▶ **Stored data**

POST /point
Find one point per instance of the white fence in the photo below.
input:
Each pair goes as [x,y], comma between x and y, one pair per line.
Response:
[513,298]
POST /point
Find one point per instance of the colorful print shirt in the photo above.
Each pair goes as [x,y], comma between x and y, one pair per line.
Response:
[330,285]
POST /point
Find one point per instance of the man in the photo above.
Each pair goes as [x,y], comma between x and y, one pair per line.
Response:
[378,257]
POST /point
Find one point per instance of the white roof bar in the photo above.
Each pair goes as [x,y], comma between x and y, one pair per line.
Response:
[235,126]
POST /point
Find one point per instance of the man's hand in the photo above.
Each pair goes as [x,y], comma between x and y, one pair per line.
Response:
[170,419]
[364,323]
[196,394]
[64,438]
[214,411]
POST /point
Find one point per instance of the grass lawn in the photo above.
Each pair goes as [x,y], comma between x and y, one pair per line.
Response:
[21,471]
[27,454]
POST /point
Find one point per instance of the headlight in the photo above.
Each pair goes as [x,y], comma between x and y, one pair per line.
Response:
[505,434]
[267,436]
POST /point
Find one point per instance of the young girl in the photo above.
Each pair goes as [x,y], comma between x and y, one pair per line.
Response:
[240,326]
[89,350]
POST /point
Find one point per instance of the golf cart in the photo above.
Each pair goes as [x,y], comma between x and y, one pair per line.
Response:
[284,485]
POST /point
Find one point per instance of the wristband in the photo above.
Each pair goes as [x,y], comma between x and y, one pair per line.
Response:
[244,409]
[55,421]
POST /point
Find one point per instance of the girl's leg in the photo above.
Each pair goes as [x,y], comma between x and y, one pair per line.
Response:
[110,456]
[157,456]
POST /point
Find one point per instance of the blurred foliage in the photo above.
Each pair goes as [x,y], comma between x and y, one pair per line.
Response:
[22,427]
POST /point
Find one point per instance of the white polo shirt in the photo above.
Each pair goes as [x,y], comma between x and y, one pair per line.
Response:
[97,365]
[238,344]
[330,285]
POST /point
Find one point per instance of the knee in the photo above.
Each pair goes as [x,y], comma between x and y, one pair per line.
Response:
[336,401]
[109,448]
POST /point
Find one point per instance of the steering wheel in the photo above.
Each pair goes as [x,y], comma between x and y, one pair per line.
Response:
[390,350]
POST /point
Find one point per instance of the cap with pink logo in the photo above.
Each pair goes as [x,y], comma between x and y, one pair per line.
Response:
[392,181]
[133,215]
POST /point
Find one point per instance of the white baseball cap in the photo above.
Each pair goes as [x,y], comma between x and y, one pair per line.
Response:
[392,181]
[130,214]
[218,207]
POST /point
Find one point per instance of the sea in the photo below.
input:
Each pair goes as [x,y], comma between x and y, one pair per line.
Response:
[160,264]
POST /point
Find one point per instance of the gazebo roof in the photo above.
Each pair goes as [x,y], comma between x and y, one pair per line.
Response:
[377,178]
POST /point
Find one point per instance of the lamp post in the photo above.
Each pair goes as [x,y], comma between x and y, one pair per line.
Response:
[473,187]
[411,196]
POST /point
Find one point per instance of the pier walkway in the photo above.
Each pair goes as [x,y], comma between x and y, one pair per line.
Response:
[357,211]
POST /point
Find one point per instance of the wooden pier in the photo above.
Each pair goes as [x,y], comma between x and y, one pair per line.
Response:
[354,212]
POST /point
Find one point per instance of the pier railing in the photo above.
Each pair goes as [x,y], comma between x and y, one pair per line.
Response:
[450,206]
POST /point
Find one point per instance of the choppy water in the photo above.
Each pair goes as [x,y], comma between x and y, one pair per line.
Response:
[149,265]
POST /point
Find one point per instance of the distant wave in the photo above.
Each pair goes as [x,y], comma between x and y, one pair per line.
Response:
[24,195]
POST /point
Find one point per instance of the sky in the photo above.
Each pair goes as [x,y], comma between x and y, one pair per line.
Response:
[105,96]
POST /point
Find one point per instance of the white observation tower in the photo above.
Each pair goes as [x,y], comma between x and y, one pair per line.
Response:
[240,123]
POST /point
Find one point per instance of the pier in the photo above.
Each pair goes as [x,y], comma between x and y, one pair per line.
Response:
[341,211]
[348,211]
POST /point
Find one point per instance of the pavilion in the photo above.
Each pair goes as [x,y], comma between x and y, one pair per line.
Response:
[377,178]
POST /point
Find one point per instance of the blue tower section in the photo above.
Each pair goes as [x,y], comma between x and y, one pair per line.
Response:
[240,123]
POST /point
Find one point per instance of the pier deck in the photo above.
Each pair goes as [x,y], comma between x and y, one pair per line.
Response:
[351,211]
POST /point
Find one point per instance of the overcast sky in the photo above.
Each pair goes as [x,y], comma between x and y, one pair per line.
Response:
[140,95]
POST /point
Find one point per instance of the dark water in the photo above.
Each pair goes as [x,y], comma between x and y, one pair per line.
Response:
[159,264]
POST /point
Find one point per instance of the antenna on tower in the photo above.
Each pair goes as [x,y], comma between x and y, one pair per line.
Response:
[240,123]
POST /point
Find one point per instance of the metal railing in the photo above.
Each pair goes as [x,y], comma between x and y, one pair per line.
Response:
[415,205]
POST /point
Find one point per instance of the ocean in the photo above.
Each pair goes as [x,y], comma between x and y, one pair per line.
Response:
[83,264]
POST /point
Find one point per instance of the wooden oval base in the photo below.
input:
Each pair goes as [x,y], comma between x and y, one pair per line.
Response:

▶ **Description of the task**
Tally the lines in the entries above that contain the string "below". Reply with the number alone.

▶ **Final answer**
3